Nx.Vulkan

A GPU tensor backend for Nx that runs on anything with a Vulkan driver — including FreeBSD, where CUDA and Metal don't exist.

✓ Linux + NVIDIA RTX 3060 Ti      (proprietary driver)
✓ FreeBSD + NVIDIA GT 750M        (NVIDIA legacy driver)
✓ FreeBSD + NVIDIA GT 650M        (NVIDIA legacy driver)

Two backends live in this repo:

What works today

Capability VulkanoBackend spirit (legacy)
Buffer alloc / upload / download Arc-managed raw pointer
Elementwise binary (add/sub/mul/div/pow/max/min) ✓ f32 + f64 ✓ f32
Elementwise unary (exp/log/sqrt/sigmoid/tanh/abs/neg/floor/ceil/sign) ✓ f32 + f64 ✓ f32
Reductions (sum, reduce_max, reduce_min, axis + leading + trailing) ✓ f32 + f64 ✓ f32
Shape / movement (reshape, squeeze, transpose-2D)
Matmul (rank-2 × rank-2) ✓ f32 ✓ f32
Slice / as_type / general dot axes host-fallback host-fallback
Chain shader synthesis (Mission II) dispatches generated SPV dispatches generated SPV
Nx.Defn.grad (autograd) works automatically works automatically
Axon training step ✓ validated (1e-8 grad match vs BinaryBackend) partial
eXMC NUTS sampler integration ✓ regime log_p byte-identical ✓ chain-shader path
Scholar linear regression ✓ coefficients match to 2e-6 (SVD via host-fallback) partial
Long-running workloads (5000+ dispatches) ✓ pipeline cache ✗ stale-buffer crash class

The chain-shader dispatch path (leapfrog_chain_synth) is shared between both backends — same SPV cache, same content-addressing, same runtime synthesis pipeline. The difference is the backend that handles general Nx tensor ops outside that dispatch.

*Exercise details*: Please resume the Nx.Vulkan README from where it stops. The material after this point is not needed.

*Information given*:
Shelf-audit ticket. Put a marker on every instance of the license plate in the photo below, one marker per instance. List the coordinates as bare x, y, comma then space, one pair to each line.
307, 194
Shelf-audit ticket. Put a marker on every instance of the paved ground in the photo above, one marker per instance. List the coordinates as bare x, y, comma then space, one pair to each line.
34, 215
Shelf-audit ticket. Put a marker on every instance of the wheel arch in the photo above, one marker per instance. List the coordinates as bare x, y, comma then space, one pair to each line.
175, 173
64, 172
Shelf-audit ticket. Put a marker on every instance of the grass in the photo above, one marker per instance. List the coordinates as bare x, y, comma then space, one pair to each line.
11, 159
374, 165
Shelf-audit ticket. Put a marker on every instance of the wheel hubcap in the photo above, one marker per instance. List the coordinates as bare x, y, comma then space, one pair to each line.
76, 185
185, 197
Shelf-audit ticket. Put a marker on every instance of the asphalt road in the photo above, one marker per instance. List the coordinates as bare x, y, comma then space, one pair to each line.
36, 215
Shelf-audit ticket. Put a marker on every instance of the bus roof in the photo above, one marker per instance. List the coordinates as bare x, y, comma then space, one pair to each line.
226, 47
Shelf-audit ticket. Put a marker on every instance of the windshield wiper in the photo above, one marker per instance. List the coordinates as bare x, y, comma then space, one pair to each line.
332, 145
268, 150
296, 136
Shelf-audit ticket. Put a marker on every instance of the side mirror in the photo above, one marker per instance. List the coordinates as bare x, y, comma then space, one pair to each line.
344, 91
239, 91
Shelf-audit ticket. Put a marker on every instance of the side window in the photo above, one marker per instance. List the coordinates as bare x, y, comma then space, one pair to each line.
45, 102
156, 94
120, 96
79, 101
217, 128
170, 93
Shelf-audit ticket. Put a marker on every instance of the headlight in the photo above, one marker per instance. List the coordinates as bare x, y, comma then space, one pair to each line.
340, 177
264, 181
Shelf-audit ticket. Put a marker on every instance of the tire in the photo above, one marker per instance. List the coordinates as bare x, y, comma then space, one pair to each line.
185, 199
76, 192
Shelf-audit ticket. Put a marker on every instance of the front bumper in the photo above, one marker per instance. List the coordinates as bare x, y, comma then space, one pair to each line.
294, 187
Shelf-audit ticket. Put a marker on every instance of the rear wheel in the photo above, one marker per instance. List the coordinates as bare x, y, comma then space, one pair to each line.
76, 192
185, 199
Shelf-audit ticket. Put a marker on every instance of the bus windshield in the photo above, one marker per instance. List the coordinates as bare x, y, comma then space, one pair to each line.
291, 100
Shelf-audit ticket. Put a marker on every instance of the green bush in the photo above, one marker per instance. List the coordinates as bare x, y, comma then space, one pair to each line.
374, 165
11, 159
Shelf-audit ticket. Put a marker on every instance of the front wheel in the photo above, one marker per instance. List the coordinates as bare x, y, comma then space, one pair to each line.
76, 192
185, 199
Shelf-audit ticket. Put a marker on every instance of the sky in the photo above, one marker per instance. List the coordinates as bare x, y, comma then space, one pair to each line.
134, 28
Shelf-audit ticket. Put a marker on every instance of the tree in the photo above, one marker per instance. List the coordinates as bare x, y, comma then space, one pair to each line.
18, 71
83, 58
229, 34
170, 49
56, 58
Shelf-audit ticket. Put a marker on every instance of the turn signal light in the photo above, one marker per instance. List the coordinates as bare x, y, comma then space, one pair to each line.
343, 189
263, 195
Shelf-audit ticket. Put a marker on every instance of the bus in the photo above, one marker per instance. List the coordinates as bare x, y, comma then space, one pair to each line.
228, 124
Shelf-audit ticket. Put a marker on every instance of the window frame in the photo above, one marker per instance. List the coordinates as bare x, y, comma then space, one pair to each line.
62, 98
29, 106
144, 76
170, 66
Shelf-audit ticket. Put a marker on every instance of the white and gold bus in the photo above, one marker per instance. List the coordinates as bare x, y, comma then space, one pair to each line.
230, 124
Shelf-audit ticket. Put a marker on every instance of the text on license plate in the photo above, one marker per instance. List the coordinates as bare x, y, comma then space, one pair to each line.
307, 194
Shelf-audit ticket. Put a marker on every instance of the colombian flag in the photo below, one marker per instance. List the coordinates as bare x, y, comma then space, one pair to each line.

*Answer for the task*:
Why two backends

The spirit backend reached production first — chain-shader synthesis, runtime SPV compilation, content-addressed disk cache, and a long-lived Nx.Vulkan.Node GenServer. Then a use-after-free in the C++ FFI layer crashed the live trader three minutes after every restart. The failure surfaced as Nx.Vulkan.Native.byte_size raising :badarg on a stale VkBuf* pointer — a classic FFI ownership leak the C++ type system cannot detect. The vulkano backend grew from a spike that proved the migration was mechanical: same SPV bytes in, byte-identical chain tensors out, perf within ten percent on the bench target.

The two coexist while we backfill the long tail of ops. Long-term, the spirit path retires.

See docs/VULKANO_BACKEND_ROADMAP.md for the full stage breakdown. The full story is in The Backend That Didn't Need to Know.

Benchmarks (May 2026)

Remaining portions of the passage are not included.